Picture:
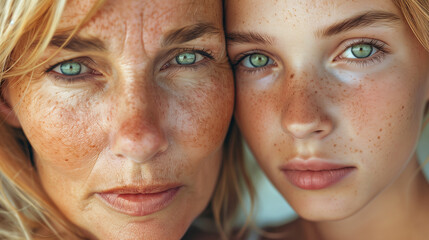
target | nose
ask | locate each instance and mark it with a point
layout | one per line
(139, 134)
(304, 115)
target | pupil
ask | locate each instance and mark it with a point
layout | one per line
(258, 60)
(362, 50)
(186, 58)
(70, 68)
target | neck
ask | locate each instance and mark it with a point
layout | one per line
(400, 212)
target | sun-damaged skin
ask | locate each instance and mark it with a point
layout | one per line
(131, 149)
(314, 105)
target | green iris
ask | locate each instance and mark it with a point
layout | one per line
(71, 68)
(186, 58)
(362, 50)
(258, 60)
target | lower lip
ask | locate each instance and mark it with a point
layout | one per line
(314, 180)
(139, 204)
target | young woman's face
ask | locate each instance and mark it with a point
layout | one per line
(127, 121)
(330, 97)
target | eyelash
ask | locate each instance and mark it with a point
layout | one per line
(375, 58)
(86, 61)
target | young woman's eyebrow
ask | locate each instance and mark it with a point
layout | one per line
(361, 20)
(189, 33)
(248, 37)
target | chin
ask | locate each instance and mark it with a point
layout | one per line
(325, 208)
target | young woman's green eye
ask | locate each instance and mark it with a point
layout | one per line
(362, 50)
(256, 60)
(186, 58)
(70, 68)
(359, 51)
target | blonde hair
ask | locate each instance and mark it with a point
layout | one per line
(26, 211)
(416, 13)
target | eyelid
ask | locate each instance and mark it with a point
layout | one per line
(85, 61)
(237, 59)
(381, 46)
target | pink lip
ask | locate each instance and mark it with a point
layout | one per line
(135, 201)
(313, 174)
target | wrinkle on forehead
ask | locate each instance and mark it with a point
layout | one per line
(139, 23)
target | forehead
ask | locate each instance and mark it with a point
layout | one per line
(153, 18)
(314, 13)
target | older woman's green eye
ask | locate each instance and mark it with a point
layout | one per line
(70, 68)
(258, 60)
(362, 50)
(186, 58)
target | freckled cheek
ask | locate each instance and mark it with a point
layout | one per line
(384, 120)
(258, 113)
(203, 113)
(62, 135)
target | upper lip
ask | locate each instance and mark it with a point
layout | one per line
(313, 164)
(141, 189)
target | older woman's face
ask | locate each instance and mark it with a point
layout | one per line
(330, 98)
(127, 122)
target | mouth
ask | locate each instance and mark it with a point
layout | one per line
(315, 174)
(135, 201)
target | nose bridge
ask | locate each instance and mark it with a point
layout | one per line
(304, 114)
(138, 134)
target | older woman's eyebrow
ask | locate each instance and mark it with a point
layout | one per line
(77, 43)
(189, 33)
(361, 20)
(248, 37)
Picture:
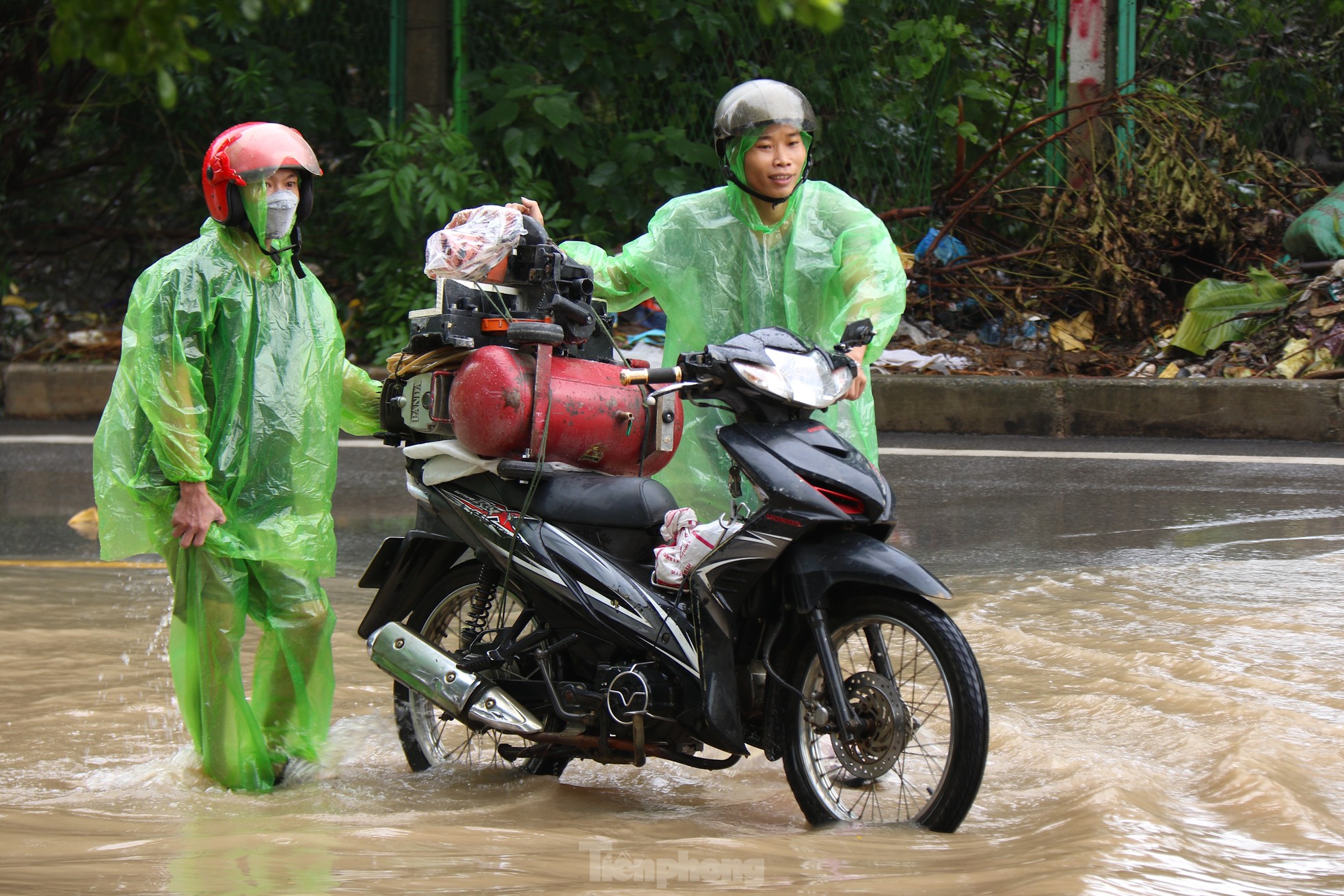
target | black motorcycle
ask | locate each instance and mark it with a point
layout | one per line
(522, 623)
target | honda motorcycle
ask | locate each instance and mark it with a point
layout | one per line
(523, 623)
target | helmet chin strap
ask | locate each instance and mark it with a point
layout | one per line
(775, 203)
(271, 253)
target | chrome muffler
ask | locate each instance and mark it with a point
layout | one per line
(435, 675)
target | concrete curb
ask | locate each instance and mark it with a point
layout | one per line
(1306, 411)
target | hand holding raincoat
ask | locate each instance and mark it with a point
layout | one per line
(718, 271)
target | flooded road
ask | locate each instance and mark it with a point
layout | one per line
(1161, 640)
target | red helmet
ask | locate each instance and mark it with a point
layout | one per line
(249, 154)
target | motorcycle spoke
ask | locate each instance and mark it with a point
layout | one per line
(891, 651)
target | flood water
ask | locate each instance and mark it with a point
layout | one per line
(1167, 718)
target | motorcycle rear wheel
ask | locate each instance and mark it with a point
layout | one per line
(922, 757)
(429, 737)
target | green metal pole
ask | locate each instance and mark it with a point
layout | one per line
(460, 66)
(1057, 33)
(1127, 43)
(397, 65)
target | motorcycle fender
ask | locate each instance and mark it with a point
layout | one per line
(812, 569)
(420, 560)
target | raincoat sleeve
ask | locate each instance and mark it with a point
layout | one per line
(616, 278)
(359, 402)
(872, 281)
(167, 320)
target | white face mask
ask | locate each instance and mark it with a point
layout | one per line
(280, 213)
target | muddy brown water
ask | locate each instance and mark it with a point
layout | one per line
(1164, 659)
(1156, 730)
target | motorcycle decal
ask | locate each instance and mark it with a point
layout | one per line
(491, 513)
(643, 605)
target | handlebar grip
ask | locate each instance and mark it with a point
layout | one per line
(636, 377)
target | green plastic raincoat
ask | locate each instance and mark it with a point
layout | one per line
(718, 271)
(234, 374)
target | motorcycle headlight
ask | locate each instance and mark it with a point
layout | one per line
(814, 382)
(768, 379)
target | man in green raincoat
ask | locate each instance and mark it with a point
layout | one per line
(218, 450)
(769, 249)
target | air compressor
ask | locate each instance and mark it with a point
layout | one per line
(522, 366)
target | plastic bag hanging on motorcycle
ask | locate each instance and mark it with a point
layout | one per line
(474, 241)
(687, 545)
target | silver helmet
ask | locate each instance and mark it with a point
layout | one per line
(761, 103)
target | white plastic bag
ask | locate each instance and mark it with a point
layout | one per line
(687, 545)
(474, 242)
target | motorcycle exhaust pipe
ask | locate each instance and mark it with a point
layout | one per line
(435, 676)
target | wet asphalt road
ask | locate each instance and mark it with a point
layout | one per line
(967, 504)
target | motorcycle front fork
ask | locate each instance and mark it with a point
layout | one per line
(848, 726)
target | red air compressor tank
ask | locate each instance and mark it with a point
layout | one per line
(595, 422)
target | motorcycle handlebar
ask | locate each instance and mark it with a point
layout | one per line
(652, 375)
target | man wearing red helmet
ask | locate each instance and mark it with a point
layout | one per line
(218, 450)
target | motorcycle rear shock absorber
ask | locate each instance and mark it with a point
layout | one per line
(477, 616)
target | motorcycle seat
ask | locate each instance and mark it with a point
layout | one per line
(612, 502)
(585, 499)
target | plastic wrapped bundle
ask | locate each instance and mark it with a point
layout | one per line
(687, 545)
(474, 242)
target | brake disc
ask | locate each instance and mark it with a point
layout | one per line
(887, 726)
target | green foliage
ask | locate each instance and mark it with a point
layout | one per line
(1272, 69)
(601, 109)
(826, 15)
(136, 38)
(1220, 311)
(412, 180)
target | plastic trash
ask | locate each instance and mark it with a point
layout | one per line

________________________________________

The problem |
Only the lines from the one containing "target | motorcycle rear shock absorber" to the end of the listing belong in the output, each reproduced exactly.

Solution to this task |
target | motorcycle rear shock absorber
ask | locate each instance and mark it with a point
layout | one per line
(477, 616)
target | motorcycle seat
ask | locate each instance and mark it with a point
layout | one per line
(612, 502)
(585, 499)
target | plastic wrapped bundle
ask | locate each instance and mark it with a point
layout | one per line
(687, 545)
(474, 242)
target | brake disc
ask | locate each instance and mark it with a point
layout | one per line
(887, 726)
target | green foliage
ask | locate each instance and mark it with a point
layout | one per line
(1272, 69)
(601, 109)
(826, 15)
(136, 38)
(1220, 311)
(412, 180)
target | plastic trash
ask | locate each instance and mark it with a point
layout | one per line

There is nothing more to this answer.